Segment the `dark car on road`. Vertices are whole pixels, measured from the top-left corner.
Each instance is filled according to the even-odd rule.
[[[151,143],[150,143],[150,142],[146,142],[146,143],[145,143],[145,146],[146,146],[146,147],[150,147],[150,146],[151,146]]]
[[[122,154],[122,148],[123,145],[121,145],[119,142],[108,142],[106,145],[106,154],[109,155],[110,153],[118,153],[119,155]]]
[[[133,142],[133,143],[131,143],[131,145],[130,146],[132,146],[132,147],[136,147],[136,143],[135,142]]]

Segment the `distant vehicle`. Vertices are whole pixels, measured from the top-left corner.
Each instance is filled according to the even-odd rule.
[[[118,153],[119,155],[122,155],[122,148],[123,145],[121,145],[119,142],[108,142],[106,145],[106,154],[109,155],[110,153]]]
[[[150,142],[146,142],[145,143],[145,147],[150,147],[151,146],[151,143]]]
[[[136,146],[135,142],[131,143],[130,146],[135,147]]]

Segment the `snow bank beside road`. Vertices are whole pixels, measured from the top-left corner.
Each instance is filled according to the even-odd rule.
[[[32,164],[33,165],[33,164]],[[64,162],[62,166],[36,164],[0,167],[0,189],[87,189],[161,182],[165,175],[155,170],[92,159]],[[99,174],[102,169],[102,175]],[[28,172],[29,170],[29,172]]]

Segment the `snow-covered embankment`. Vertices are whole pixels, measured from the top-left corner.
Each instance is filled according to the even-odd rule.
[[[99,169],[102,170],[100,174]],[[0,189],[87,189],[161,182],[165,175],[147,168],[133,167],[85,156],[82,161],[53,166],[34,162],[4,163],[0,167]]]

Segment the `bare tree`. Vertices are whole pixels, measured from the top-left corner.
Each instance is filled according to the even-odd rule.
* * *
What to work on: Output every entry exactly as it appears.

Solution:
Segment the `dark car on road`. Vertices are whole pixels, measured from the top-left corner.
Each instance is filled according to the even-odd rule.
[[[151,143],[150,143],[150,142],[146,142],[146,143],[145,143],[145,146],[146,146],[146,147],[150,147],[150,146],[151,146]]]
[[[122,154],[122,148],[123,145],[121,145],[119,142],[108,142],[106,145],[106,154],[109,155],[110,153],[118,153],[119,155]]]
[[[133,142],[133,143],[131,143],[131,145],[130,146],[132,146],[132,147],[136,147],[136,143],[135,142]]]

Segment the `distant vehicle`. Vertices are whole pixels, measured from the top-left corner.
Each instance is filled according to the even-odd rule.
[[[118,153],[119,155],[122,155],[122,148],[123,145],[121,145],[119,142],[108,142],[106,145],[106,154],[109,155],[110,153]]]
[[[150,142],[146,142],[145,143],[145,147],[150,147],[151,146],[151,143]]]
[[[136,146],[135,142],[131,143],[130,146],[135,147]]]

Segment the `snow bank beside road`. Vertices are whole pixels, measured from the top-left corner.
Each instance is filled according to the even-odd rule.
[[[32,164],[33,165],[33,164]],[[64,162],[62,166],[36,164],[0,167],[0,189],[87,189],[161,182],[165,175],[155,170],[92,159]],[[99,174],[102,169],[102,175]],[[28,172],[29,170],[29,172]]]

Segment the `snow-covered embankment`. Vertices are whole pixels, measured from the top-left corner.
Each instance is filled according to the even-odd rule.
[[[99,169],[102,170],[100,174]],[[0,189],[87,189],[161,182],[165,175],[147,168],[133,167],[85,156],[82,161],[53,166],[34,162],[4,163],[0,167]]]

Segment the `bare tree`. Vertices are whole pixels, measured from the top-left corner.
Each instance is filled according to the even-odd rule.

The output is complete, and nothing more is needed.